**Work to be completed:**
Each line of the material must be returned exactly.
>> begin Listed records
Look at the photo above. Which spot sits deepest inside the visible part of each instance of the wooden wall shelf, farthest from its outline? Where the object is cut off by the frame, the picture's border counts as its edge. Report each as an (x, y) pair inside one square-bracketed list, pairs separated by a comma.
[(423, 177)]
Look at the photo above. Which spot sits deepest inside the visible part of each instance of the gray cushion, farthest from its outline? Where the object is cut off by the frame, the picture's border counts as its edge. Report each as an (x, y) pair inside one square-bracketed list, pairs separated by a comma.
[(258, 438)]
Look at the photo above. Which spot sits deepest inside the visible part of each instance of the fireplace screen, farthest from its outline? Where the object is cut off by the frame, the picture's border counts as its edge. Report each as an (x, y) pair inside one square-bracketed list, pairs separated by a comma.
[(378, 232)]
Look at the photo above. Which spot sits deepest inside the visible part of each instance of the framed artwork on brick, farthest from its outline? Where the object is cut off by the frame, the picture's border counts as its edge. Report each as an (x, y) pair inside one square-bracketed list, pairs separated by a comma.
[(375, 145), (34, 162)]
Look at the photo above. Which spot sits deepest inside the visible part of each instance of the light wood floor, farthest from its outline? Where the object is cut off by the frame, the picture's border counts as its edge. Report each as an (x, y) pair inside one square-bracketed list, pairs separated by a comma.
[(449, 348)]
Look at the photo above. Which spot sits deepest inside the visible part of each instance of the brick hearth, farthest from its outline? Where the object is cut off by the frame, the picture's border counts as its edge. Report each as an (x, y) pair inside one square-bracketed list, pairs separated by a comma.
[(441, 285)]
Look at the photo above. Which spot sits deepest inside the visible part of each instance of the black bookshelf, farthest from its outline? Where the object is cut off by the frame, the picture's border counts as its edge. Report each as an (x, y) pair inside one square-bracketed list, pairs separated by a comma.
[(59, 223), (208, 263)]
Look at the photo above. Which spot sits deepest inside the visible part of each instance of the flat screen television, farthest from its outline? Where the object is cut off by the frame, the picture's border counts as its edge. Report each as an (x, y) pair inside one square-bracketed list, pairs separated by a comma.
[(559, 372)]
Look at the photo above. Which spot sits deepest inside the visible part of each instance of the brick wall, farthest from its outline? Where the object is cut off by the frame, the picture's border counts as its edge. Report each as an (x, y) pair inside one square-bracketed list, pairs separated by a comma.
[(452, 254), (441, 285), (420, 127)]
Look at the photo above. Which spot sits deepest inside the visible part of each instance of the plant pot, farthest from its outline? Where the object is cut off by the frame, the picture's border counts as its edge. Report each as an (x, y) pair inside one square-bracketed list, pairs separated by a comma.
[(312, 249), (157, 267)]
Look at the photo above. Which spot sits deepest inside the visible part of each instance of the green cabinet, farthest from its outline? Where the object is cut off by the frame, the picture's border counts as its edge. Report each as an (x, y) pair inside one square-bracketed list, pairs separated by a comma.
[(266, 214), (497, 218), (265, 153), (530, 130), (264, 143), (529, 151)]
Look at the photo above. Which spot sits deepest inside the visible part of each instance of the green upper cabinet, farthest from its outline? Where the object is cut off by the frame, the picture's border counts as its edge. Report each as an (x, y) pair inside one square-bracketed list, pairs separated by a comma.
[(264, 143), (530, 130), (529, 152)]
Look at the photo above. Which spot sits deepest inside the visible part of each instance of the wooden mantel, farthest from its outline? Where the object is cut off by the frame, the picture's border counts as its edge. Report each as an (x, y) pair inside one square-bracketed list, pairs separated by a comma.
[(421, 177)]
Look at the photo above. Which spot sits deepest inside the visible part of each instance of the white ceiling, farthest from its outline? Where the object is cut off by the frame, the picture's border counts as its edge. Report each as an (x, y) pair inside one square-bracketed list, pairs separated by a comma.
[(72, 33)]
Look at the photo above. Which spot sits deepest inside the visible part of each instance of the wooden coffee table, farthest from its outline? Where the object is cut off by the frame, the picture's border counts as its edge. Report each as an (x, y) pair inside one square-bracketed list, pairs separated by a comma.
>> end Listed records
**Result:**
Look at the photo above. Which spot sits deepest inside the visible part of each instance of the wooden wall shelf, farthest from its outline? Where the object is cut off by the frame, the picture's border counts as its edge. Report each as an (x, y) pair inside one square-bracketed list, pairs separated by a comma.
[(423, 177)]
Look at the photo above. Which spot sits deepest inside the visible part of each instance of the gray cushion, farthest from its outline? Where the object is cut off by the frame, the picture's border counts as its edge. Report each as an (x, y) pair inside one square-bracketed list, pairs separated by a comma.
[(258, 438)]
Look at the photo above. Which spot sits deepest inside the visible part of each instance of the fireplace screen, farthest from its outline? Where the object is cut off by the frame, the picture's border counts as its edge. Report each as an (x, y) pair inside one square-bracketed list, pairs separated by a comma.
[(378, 232)]
Look at the photo above. Which spot sits deepest inside the visible part of each instance of the framed artwork on brick, farthest from its outline? Where the object is cut off by the frame, the picture's border counts as its edge. Report each as an (x, y) pair inside one square-bracketed list, pairs separated by a comma.
[(375, 145), (34, 162)]
Look at the photo above. Which spot sits deepest inside the visible part of each instance of the light wood floor, farthest from its outline? Where the object is cut off by the frame, the picture's border counts as its edge. Report each as an (x, y) pair inside one square-bracketed list, pairs separated by a comma.
[(449, 348)]
Look at the photo above. Which spot sits deepest inside the visible part of each instance of the brick hearth, farthest from its outline? Where the object is cut off by the frame, the picture's border counts as its edge. Report each as an (x, y) pair inside one square-bracketed list, pairs separated by a comma.
[(441, 285)]
Look at the photo above. Which spot sits deepest inside the visible part of each instance of the black bookshelf, farthest from its outline? Where the object is cut off by the frame, the picture's border counts as its edge. Report each as an (x, y) pair inside one square-bracketed list, pairs separated by a comma.
[(59, 223), (208, 263)]
Look at the photo above. Which spot sits deepest inside the visible part of each instance of the flat screen television, farthest from its outline? Where the object is cut off by the frame, the picture's border counts as its edge. Report each as an (x, y) pair inside one square-bracketed list, pairs separated by a comma.
[(559, 372)]
Look at the photo above. Which spot sits deepest inside the visible part of each instance of the brick wall, farthest from its outline? Where the object is cut off by the frame, the picture's border counts as its edge. Report each as an (x, y) pair inside one square-bracketed list, pairs separated by a comma.
[(452, 254), (441, 285), (420, 127)]
Look at the photo above. Which spot sits deepest inside the visible part of each instance of the plant pot, farthest from its outline? Where the object is cut off by the frame, the picture's border counts as its edge. Report each as an (x, y) pair inside one square-bracketed list, pairs separated by a comma.
[(312, 249), (157, 267)]
Look at the photo above. Which spot sits deepest inside the visible part of each instance of the green cabinet, farthest from its outline? Where the object is cut off by the frame, the picture's border counts as its edge. Report each as an (x, y) pair inside one square-bracketed list, pairs separated by a comma.
[(266, 214), (497, 218), (265, 153), (530, 130), (264, 143), (529, 151)]
Look at the photo above. Which spot sits deepest inside the visible part of each instance of the green upper cabinet, farthest from its outline? Where the object is cut off by the frame, the picture's border counts as its edge. Report each as an (x, y) pair inside one square-bracketed list, pairs separated by a comma.
[(264, 143), (530, 130), (529, 152)]
Look at the photo above. Which spot sits deepest inside the visible part of each instance of the wooden mantel, farthest from its outline? Where the object is cut off by the frame, the picture's border counts as its edge. Report each as an (x, y) pair inside one square-bracketed list, pairs separated by a comma.
[(421, 177)]
Look at the photo above. Which spot sits deepest inside the visible part of each instance of the white ceiling, farthest from its outline? Where the object is cut off by the frame, the picture's border counts as its edge. Report each as an (x, y) pair inside one square-bracketed list, pairs separated by a comma.
[(72, 33)]
Look at the photo above. Which spot sits deepest inside the visible part of each instance of the wooden coffee table, farthest from its outline? Where the object is cut off by the frame, the picture's border counts as its edge. Report each as an (x, y) pair inside one square-bracketed list, pairs separated by a comma.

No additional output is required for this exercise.